[Document text]
---*---

Research code workflow

This page is designed to be a quick reference for the stages in building a research coding project. Please refer back to the main text for detailed guidance for any of these steps or stages.

Single directory project
Dual directory project

If you select this tab, the instructions below will show information relevant to organising your project in a single project folder: this folder will contain all of your code, application, analysis, figures, and notes.

If you select this tab, the instructions below will show information relevant to organising your project in two project folders: one folder for your core code as an installable package, the other containing the application of this code, analysis, notes, figures etc.

Part One: building the core code

1. Brainstorm and gather requirements

Functional requirements: what must the software do?
Non-functional requirements: how should it work/behave?
Constraints: what are the limitations or assumptions?

2. Create your project directory structure in a repository

Project name:

View commands to create structure

Single directory project
Dual directory project

3. Create a development environment

conda env create -f environment.yml

conda env update --file environment.yaml --prune

4. Write your pseudocode, comments, and code

Write code for yourself in a year: name variables and functions sensibly, and use comments to add context

5. Write a test suite

Create your tests in a folder called test. Call the file test_<YOUR-PYTHON-MODULE-NAME>.py, and define the functions inside it as def test_<YOUR-FUNCTION-NAME>():.

Use this format:

def test_example():
    '''Test for the example function'''

    # Arrange
    test_variable_1 = 0
    test_variable_2 = 1
    expected_output = 7

    # Act
    output = your_function(test_variable_1, test_variable_2)

    # Assert
    assert output == expected_output

    # No cleanup needed

All functions in your core code package should be tested.

You’ll want to add:

Module and function level docstrings
A README.md file
A pyproject.toml file to document your core Python package
Possibly some example notebooks running the code

In your core code/package repository:

Module and function level docstrings
A README.md file
A pyproject.toml file to document your core Python package

In your analysis/application file:

Module and function level docstrings of code
Example notebooks
Instructions in your README.md on how to use the code in the package repository.

Part two: using the core code

1. Setting up your folder structure

Single directory project
Dual directory project

You’ve already sorted this back in Step 2

This is more flexible, but it’s generally still a good idea to keep things organised. This folder might look like this:

pallasite-parent-body-evolution/    The project git repository
├── LICENSE
├── README.md
├── environment.yml                 The libraries I need for analysis (including the package from our package repository)

---*---

[What you will do]
1. Please copy the research code workflow page word for word between "This page is" and "figures, and notes.", inclusive.
2. Answer these from the research code workflow page:
(a) What name should the folder holding the tests have?
(b) Which file documents the core Python package?
(c) What command creates the development environment?
The items after the research code workflow page have no role in this work.

---*---

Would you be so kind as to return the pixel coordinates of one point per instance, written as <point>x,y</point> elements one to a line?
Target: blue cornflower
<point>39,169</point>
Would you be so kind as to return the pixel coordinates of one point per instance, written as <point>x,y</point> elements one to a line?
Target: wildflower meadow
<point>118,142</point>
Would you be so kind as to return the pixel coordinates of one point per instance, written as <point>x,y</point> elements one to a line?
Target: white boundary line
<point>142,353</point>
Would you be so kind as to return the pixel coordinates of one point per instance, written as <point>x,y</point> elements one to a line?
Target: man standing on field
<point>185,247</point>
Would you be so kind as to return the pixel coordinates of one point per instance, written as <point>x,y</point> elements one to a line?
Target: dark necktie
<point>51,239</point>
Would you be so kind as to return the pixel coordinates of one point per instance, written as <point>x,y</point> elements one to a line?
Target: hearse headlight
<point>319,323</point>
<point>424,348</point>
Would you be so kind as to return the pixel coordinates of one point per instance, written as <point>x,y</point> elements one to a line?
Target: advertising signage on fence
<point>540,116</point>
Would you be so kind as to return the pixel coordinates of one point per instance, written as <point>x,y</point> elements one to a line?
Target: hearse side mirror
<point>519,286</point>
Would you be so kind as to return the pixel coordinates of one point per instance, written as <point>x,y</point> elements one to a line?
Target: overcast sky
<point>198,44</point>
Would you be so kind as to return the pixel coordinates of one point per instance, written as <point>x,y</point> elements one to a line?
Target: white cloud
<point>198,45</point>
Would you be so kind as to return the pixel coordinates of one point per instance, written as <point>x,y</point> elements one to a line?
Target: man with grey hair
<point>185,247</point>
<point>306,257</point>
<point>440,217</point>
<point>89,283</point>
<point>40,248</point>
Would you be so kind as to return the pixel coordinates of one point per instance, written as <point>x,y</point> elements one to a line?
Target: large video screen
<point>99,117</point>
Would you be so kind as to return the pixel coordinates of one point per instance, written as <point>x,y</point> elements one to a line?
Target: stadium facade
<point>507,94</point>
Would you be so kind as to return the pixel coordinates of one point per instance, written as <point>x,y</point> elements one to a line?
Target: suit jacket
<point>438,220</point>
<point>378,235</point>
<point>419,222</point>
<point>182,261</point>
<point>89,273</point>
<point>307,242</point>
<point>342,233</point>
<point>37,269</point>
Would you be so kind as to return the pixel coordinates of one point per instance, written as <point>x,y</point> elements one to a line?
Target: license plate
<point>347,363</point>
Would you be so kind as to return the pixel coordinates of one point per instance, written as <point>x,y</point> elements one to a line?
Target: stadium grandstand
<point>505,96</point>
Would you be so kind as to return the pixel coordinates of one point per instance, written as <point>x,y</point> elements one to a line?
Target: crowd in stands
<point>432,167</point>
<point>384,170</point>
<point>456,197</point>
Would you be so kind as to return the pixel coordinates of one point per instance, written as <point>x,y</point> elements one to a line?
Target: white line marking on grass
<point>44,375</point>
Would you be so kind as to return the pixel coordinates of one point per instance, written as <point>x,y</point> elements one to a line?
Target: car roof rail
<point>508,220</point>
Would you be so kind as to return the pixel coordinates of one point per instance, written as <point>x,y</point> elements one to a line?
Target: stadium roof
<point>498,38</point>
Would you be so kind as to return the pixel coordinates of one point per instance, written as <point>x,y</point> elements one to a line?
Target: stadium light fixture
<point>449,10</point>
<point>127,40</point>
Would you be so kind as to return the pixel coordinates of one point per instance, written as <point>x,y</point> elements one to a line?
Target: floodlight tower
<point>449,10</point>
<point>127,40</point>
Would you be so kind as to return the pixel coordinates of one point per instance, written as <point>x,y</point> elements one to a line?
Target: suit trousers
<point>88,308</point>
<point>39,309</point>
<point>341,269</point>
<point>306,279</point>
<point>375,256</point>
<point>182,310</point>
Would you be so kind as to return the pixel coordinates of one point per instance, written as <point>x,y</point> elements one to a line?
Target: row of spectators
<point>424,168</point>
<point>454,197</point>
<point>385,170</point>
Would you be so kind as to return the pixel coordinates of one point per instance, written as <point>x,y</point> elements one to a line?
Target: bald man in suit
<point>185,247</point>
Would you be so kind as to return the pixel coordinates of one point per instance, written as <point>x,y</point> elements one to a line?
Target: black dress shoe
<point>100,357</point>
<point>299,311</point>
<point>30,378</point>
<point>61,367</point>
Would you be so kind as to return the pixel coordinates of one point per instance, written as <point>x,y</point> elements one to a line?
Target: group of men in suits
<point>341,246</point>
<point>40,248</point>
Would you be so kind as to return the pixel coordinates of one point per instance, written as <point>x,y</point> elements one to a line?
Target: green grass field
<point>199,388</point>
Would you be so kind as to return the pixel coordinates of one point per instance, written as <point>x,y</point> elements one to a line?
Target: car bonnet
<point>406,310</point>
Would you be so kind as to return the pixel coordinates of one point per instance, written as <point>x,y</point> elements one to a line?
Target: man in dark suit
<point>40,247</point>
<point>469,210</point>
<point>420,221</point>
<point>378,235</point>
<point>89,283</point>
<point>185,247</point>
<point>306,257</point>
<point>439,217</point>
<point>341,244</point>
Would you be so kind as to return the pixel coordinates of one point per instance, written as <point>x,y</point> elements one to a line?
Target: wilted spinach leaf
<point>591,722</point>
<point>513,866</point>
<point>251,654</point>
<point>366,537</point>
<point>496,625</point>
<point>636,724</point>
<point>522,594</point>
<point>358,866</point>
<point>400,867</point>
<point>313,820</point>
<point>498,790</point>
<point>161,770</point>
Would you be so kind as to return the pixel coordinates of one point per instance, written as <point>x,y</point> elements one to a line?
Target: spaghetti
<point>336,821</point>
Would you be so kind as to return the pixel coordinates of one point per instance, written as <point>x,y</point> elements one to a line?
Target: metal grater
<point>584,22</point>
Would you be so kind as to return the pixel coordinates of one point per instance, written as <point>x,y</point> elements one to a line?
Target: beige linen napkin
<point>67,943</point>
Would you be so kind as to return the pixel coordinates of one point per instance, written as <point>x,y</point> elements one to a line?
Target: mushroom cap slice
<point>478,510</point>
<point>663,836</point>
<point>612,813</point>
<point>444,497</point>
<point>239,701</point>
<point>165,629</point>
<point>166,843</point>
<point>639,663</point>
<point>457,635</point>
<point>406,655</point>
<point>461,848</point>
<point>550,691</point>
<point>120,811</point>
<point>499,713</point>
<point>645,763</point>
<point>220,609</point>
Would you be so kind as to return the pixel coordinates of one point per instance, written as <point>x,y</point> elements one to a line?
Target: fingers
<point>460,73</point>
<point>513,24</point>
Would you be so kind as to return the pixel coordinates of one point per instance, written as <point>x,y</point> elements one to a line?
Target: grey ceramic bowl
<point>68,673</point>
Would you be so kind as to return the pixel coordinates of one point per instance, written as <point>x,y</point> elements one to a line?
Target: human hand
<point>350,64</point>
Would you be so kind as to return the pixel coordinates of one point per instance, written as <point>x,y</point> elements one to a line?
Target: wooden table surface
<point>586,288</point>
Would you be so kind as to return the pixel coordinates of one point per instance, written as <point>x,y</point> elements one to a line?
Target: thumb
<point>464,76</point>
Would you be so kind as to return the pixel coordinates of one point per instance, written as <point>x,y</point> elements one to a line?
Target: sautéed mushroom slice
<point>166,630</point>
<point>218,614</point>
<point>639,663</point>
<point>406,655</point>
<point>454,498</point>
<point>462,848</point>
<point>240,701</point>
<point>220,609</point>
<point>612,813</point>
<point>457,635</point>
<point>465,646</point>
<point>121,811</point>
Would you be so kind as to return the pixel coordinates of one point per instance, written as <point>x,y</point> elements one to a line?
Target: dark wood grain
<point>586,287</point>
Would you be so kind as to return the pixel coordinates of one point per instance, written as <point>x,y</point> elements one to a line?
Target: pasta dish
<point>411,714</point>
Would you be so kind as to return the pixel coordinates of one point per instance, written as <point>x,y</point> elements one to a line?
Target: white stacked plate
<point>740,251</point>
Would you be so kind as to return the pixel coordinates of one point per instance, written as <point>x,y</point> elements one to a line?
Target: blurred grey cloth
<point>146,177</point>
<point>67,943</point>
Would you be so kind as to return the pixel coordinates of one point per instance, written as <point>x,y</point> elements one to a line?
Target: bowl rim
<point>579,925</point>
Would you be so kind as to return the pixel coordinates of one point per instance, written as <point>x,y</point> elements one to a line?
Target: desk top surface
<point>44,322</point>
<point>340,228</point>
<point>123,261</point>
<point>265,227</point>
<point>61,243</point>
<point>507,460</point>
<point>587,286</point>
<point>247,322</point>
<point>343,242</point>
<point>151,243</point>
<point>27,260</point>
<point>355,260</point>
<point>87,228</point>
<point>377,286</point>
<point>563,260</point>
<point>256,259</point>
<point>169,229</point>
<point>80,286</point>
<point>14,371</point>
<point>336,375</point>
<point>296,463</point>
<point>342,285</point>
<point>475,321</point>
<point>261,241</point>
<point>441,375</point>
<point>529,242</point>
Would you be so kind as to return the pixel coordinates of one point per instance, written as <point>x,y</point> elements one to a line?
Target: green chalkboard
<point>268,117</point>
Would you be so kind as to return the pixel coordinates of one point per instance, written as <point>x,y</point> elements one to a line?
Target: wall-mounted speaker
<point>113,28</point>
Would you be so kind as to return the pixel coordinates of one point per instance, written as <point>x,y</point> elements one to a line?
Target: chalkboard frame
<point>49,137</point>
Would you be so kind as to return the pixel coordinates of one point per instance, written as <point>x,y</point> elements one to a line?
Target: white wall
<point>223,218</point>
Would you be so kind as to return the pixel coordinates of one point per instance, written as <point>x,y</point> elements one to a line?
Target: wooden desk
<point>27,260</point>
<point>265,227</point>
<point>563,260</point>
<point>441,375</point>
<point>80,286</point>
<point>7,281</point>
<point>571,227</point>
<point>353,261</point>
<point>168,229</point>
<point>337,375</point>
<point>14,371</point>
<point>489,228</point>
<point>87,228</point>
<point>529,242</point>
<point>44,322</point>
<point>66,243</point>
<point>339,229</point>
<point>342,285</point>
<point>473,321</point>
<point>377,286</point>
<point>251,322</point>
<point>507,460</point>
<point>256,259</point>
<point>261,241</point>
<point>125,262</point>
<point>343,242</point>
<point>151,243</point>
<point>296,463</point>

---*---

[Answers given]
1.
This page is designed to be a quick reference for the stages in building a research coding project. Please refer back to the main text for detailed guidance for any of these steps or stages.

Single directory project
Dual directory project

If you select this tab, the instructions below will show information relevant to organising your project in a single project folder: this folder will contain all of your code, application, analysis, figures, and notes.

2.
(a) test
(b) A pyproject.toml file
(c) conda env create -f environment.yml